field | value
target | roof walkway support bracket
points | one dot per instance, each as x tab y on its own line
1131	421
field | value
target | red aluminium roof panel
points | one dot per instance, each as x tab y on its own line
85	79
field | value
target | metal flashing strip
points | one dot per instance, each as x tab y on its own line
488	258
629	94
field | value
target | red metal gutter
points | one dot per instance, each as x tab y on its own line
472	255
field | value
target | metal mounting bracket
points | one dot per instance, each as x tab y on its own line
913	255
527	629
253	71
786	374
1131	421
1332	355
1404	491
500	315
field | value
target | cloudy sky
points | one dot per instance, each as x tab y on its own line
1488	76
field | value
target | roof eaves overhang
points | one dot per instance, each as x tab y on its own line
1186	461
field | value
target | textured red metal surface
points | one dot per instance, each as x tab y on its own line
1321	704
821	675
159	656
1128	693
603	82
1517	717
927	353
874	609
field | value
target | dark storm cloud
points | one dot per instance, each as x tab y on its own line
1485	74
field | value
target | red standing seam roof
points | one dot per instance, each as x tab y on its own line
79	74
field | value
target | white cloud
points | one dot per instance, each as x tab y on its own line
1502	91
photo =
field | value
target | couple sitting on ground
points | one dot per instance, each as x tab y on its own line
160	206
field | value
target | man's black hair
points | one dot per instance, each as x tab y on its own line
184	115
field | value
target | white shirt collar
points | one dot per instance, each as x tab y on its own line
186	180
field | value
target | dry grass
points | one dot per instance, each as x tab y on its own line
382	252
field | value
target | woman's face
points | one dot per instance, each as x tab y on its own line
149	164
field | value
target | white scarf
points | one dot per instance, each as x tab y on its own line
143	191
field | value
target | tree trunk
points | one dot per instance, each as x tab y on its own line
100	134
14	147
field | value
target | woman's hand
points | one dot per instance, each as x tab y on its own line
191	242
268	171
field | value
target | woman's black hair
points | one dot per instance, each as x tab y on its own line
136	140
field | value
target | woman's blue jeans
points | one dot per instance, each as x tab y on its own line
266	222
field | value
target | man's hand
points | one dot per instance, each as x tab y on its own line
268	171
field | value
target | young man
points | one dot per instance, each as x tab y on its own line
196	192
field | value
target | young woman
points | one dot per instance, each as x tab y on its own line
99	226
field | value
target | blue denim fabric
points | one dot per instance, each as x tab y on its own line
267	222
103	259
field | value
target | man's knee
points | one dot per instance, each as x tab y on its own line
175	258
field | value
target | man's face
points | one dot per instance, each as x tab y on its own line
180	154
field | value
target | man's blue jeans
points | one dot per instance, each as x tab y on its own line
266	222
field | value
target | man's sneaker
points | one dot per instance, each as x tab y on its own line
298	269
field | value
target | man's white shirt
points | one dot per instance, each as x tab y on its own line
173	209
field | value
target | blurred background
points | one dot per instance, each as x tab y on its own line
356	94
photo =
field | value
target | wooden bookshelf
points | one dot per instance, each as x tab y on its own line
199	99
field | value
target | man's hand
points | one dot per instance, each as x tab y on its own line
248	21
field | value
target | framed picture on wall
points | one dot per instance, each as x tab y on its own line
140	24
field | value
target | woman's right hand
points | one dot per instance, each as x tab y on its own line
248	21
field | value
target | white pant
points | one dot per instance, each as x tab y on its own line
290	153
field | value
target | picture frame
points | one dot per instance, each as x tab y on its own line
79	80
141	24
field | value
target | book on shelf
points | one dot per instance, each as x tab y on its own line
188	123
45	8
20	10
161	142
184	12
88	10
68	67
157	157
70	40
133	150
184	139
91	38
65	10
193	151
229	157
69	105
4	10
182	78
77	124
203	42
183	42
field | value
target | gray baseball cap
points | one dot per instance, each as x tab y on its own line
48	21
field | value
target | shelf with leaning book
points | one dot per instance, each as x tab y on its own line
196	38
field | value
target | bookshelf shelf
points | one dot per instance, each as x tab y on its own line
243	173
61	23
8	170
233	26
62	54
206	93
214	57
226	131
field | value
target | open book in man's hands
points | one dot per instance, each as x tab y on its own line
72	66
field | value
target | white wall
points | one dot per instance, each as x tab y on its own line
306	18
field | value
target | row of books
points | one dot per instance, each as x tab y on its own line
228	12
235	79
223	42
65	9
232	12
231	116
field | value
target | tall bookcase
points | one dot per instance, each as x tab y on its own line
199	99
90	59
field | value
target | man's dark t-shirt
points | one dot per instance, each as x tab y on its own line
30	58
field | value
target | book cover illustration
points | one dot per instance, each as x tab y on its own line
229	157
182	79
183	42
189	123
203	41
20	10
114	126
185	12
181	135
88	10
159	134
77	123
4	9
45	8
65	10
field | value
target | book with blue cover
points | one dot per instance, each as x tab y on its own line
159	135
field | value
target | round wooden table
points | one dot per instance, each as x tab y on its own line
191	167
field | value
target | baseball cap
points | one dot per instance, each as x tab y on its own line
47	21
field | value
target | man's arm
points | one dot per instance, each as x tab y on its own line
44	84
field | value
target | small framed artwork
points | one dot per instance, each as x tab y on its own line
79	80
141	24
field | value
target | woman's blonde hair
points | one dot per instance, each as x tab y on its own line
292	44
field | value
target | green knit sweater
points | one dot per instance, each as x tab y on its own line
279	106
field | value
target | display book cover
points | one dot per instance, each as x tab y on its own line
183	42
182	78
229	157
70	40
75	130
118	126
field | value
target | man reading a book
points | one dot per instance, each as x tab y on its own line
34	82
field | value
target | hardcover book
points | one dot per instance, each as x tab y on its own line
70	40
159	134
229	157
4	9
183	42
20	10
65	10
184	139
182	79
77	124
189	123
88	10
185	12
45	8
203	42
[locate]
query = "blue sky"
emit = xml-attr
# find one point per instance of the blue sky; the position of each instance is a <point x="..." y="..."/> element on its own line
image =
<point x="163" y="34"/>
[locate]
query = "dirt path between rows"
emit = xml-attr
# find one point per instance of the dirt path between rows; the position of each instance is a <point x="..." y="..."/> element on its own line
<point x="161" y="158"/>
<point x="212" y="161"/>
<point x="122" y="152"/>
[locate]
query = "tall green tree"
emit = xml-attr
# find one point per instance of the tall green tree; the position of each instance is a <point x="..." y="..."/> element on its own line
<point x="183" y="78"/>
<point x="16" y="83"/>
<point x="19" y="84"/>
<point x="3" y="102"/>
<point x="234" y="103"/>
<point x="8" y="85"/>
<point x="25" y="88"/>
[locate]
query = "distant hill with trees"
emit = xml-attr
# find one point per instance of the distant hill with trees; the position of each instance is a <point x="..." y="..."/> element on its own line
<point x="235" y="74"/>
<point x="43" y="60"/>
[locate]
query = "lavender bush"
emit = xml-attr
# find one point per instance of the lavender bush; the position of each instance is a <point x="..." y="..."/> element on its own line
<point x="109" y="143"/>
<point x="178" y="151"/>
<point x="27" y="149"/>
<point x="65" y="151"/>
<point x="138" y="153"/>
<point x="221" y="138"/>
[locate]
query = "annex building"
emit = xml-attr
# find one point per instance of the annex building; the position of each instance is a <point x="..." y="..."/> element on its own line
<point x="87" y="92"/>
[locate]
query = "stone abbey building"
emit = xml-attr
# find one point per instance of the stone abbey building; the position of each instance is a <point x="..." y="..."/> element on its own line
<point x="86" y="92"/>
::::
**OBJECTIVE:** Give all the entries again exactly; leave none out.

**WRITTEN SOLUTION:**
field | value
target | roof walkway support bracket
points | one dot per instance, each as x tab y on its own line
1131	421
field | value
target | red aluminium roof panel
points | one dot per instance, each as x tab y on its own line
85	79
field | value
target | metal flashing strip
points | one dot per instance, each as x tab y on its own line
488	258
629	94
field | value
target | red metal gutter
points | one dot per instance, each as x tab y on its own line
472	255
field | value
target | metal mounting bracket
points | one dot per instance, each as x tab y on its own line
913	255
527	629
253	71
786	374
1131	421
1332	355
1404	491
500	315
field | value
target | cloudy sky
points | one dot per instance, each as x tab y on its own line
1488	76
field | value
target | roof eaves overhang
points | one dot per instance, each as x tab y on its own line
1186	461
field | value
target | textured red metal surface
points | one dot per instance, each as x tab y on its own line
1321	704
821	675
159	656
1128	693
603	82
1517	717
927	353
874	609
field | value
target | dark storm cloud
points | one dot per instance, each as x tab y on its own line
1485	74
field | value
target | red standing seam roof
points | one dot per instance, each as x tab y on its own line
79	74
field | value
target | white cloud
points | one dot per instance, each as x tab y on its own line
1502	91
photo =
field | value
target | couple sitting on ground
points | one dot per instance, each as x tab y on its own line
160	206
field | value
target | man's black hair
points | one dot per instance, each as x tab y on its own line
184	115
field | value
target | white shirt collar
points | one dot per instance, each as x tab y on its own line
186	180
field | value
target | dry grass
points | one dot per instance, each as x tab y on its own line
382	252
field | value
target | woman's face
points | one dot per instance, each as x tab y on its own line
149	164
field | value
target | white scarf
points | one dot per instance, each as x tab y on its own line
143	191
field | value
target | tree trunk
points | one dot per instance, each as x tab y on its own line
100	134
14	147
field | value
target | woman's hand
points | one dot per instance, each as x tab y on its own line
191	242
268	171
field | value
target | woman's black hair
points | one dot per instance, each as x tab y on its own line
136	140
field | value
target | woman's blue jeans
points | one dot per instance, each as x tab y on its own line
266	222
field | value
target | man's hand
points | one dot per instance, each as x tab y on its own line
268	171
field | value
target | young man
points | one dot per instance, each as x tab y on its own line
196	192
field | value
target | young woman
points | one dot per instance, each as x tab y on its own line
99	226
field | value
target | blue denim fabric
points | one dot per instance, each as x tab y on its own line
267	222
103	259
field | value
target | man's knee
points | one dot per instance, each as x tab y on its own line
175	258
field | value
target | man's face
points | one dot per instance, each as x tab y on its own line
180	154
field | value
target | man's blue jeans
points | one dot per instance, each as x tab y on its own line
266	222
field | value
target | man's sneaker
points | one dot per instance, each as x tab y on its own line
298	269
field | value
target | man's white shirt
points | one dot per instance, each as x tab y on its own line
173	209
field | value
target | blurred background
points | one dot per instance, each as x tab y on its own line
356	94
photo =
field | value
target | wooden bookshelf
points | one dot per instance, each as x tab y on its own line
199	99
field | value
target | man's hand
points | one dot per instance, each as x tab y on its own line
248	21
field | value
target | framed picture on wall
points | one dot per instance, each as x tab y on its own line
140	24
field | value
target | woman's right hand
points | one dot per instance, each as x tab y on its own line
248	21
field | value
target | white pant
points | one dot per instance, each as x tab y on its own line
290	153
field | value
target | picture frame
points | one dot per instance, each as x tab y on its own line
79	80
141	24
field | value
target | book on shelf
points | one dot per instance, each as x tab y on its own line
188	123
45	8
20	10
161	142
184	12
88	10
68	67
157	157
70	40
133	150
184	139
91	38
65	10
193	151
229	157
69	105
4	10
182	78
77	124
203	42
183	42
field | value
target | gray baseball cap
points | one dot per instance, each as x tab y on its own line
48	21
field | value
target | shelf with leaning book
points | one dot per instance, each as x tab y on its own line
196	38
field | value
target | bookshelf shelf
points | one dot per instance, each as x tab y on its own line
243	173
61	23
8	170
233	26
62	54
206	93
214	57
226	131
field | value
target | open book in man's hands
points | one dot per instance, each as x tab y on its own line
72	66
field | value
target | white wall
points | one dot per instance, each as x tab y on its own line
306	18
field | value
target | row of books
points | one dot per instance, each as x tab y on its own line
228	12
235	79
223	42
65	9
232	12
231	116
field | value
target | tall bookcase
points | one dot per instance, each as x tab y on its own line
199	99
90	59
field | value
target | man's dark t-shirt
points | one dot per instance, each as x tab y on its own line
30	58
field | value
target | book cover illustration
points | one dot per instance, each as x tab y on its own line
229	157
182	79
183	42
189	123
203	41
20	10
114	126
185	12
181	135
88	10
159	134
77	123
4	9
45	8
65	10
field | value
target | book with blue cover
points | one dot per instance, each as x tab y on its own line
159	135
field | value
target | round wooden table
points | one dot per instance, each as x tab y on its own line
191	167
field | value
target | baseball cap
points | one dot per instance, each as x tab y on its own line
47	21
field | value
target | man's arm
points | one dot per instance, each as x tab y on its own line
44	84
field | value
target | small framed artwork
points | one dot per instance, each as x tab y on its own line
79	80
141	24
field | value
target | woman's blonde hair
points | one dot per instance, each as x tab y on its own line
292	44
field | value
target | green knit sweater
points | one dot per instance, each as x tab y on its own line
279	106
field | value
target | display book cover
points | one dot per instance, each as x tab y on its own line
183	42
182	78
229	157
70	40
75	130
118	126
field | value
target | man reading a book
points | one dot per instance, each as x tab y on its own line
34	82
field | value
target | hardcover book
points | one dot per instance, each as x tab y on its own line
70	40
159	134
229	157
4	9
183	42
20	10
65	10
184	139
182	79
77	124
189	123
88	10
185	12
45	8
203	42
[locate]
query = "blue sky"
emit = xml-attr
# find one point per instance of the blue sky; the position of each instance is a <point x="..." y="..."/> element on its own line
image =
<point x="163" y="34"/>
[locate]
query = "dirt path between rows"
emit = xml-attr
# find one point per instance of the dirt path between rows; the position of each instance is a <point x="..." y="..."/> element on its own line
<point x="161" y="158"/>
<point x="212" y="161"/>
<point x="122" y="152"/>
[locate]
query = "tall green tree"
emit = xml-attr
# find one point per instance of the tall green tree; the position of each instance is a <point x="..." y="..."/> element on its own line
<point x="183" y="78"/>
<point x="16" y="83"/>
<point x="19" y="84"/>
<point x="3" y="102"/>
<point x="234" y="103"/>
<point x="8" y="85"/>
<point x="25" y="88"/>
[locate]
query = "distant hill with trees"
emit = xml-attr
# find one point per instance of the distant hill with trees; the position of each instance is a <point x="..." y="..."/> element on its own line
<point x="235" y="74"/>
<point x="43" y="60"/>
[locate]
query = "lavender bush"
emit = xml-attr
# find one point per instance of the lavender bush; the position of each instance is a <point x="..." y="..."/> element on its own line
<point x="109" y="143"/>
<point x="178" y="151"/>
<point x="27" y="149"/>
<point x="65" y="151"/>
<point x="138" y="153"/>
<point x="221" y="138"/>
[locate]
query = "annex building"
emit = xml-attr
# find one point per instance of the annex building; the position of each instance is a <point x="..." y="..."/> element on its own line
<point x="87" y="92"/>
[locate]
query = "stone abbey building"
emit = xml-attr
# find one point per instance of the stone abbey building; the position of each instance is a <point x="..." y="..."/> element on its own line
<point x="86" y="92"/>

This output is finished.